→ **Extrait**:
***

La continuité pédagogique ? Pas simple à mettre en œuvre, tous les enseignants le confirment et ce, malgré toutes les affirmations de la rue de Grenelle. Enseigner, c’est faire classe, c’est être face aux élèves. Alors depuis plus de deux semaines, les enseignants se démènent pour maintenir le lien. Et là, comme à l’école, les inégalités sont flagrantes. Enseigner en éducation prioritaire, ou à un public défavorisé, ce n’est pas la même chose que d’enseigner à des enfants dont les parents comprennent et ont fait leurs les codes de l’école. Alors les enseignants d’éducation prioritaire mettent en place des stratégies pour ne pas rompre le lien. Petit tour d’horizon en Seine Saint Denis, de Montreuil à Saint Denis mais aussi en Guyane où près d’un habitant sur deux vit sous le seuil de pauvreté.
Maintenir le lien coûte que coûte
Naouel, Samantha et Nadia sont toutes trois professeures des écoles. L’une à Saint Denis, l’autre à Montreuil et la dernière en Guyane. Leurs élèves sont des enfants de milieux populaires qui rencontrent des difficultés sociales importantes. Enseigner en temps normal dans ces milieux n’est pas toujours évident, mais là cela devient un exploit. Pourtant, elles ne lâchent pas prise, chacune à sa manière, chacune comme elle peut. Garder le lien est vital, il faut que leurs élèves continuent à entretenir leur posture d’élève. Alors, elles profitent de la situation pour consolider ce qui a été vu précédemment, pour aborder les choses différemment de façon plus ludique. Leurs élèves ne sont que très rarement équipés du matériel nécessaire à la classe virtuelle mise en place par le CNED. Pour elles, ce sera système D. Mais contrairement à l’image que l’on pourrait se faire de la situation, en tout cas en Seine Saint Denis, ce n’est pas une catastrophe et pour cause. Samantha, Naouel et Nadia avaient créé un lien particulier avec élèves et familles, et cela les aide énormément. « Discuter avec les parents, ce n’est pas nouveau pour moi. Les parents de mes douze élèves de CE1 me connaissaient déjà bien auparavant, le seul changement, c’est qu’aujourd’hui on se téléphone » explique Samantha.

***

→ **Lignes enregistrées**:

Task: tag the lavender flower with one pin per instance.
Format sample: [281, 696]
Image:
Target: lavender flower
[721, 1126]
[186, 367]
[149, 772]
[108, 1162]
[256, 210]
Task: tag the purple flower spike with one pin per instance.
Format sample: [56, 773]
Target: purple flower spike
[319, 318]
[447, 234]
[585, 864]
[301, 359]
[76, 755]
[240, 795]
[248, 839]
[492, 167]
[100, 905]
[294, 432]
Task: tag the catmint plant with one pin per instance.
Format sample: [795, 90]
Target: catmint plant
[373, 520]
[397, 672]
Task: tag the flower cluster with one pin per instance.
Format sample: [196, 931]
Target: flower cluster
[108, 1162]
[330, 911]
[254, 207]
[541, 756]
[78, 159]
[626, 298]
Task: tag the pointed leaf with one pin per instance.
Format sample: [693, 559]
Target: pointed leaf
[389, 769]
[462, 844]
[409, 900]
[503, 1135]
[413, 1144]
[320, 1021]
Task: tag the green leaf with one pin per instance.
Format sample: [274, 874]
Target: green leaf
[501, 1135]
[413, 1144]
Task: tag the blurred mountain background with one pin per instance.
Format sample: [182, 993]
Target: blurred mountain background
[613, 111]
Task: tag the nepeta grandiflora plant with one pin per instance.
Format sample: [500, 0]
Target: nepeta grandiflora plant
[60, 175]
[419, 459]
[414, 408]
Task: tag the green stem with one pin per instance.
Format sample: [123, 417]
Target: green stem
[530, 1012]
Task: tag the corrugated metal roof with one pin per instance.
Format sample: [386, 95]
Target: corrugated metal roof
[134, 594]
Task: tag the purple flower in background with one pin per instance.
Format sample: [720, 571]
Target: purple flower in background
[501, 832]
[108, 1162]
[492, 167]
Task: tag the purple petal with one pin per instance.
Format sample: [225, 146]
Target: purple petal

***

→ **Votre tâche**:
Dans l'extrait sur la continuité pédagogique, remplacez « enseignants » par « professeurs » et réécrivez le passage qui va de « La continuité pédagogique » jusqu'à « seuil de pauvreté. » inclus.

→ **Bonne réponse**:
La continuité pédagogique ? Pas simple à mettre en œuvre, tous les professeurs le confirment et ce, malgré toutes les affirmations de la rue de Grenelle. Enseigner, c’est faire classe, c’est être face aux élèves. Alors depuis plus de deux semaines, les professeurs se démènent pour maintenir le lien. Et là, comme à l’école, les inégalités sont flagrantes. Enseigner en éducation prioritaire, ou à un public défavorisé, ce n’est pas la même chose que d’enseigner à des enfants dont les parents comprennent et ont fait leurs les codes de l’école. Alors les professeurs d’éducation prioritaire mettent en place des stratégies pour ne pas rompre le lien. Petit tour d’horizon en Seine Saint Denis, de Montreuil à Saint Denis mais aussi en Guyane où près d’un habitant sur deux vit sous le seuil de pauvreté.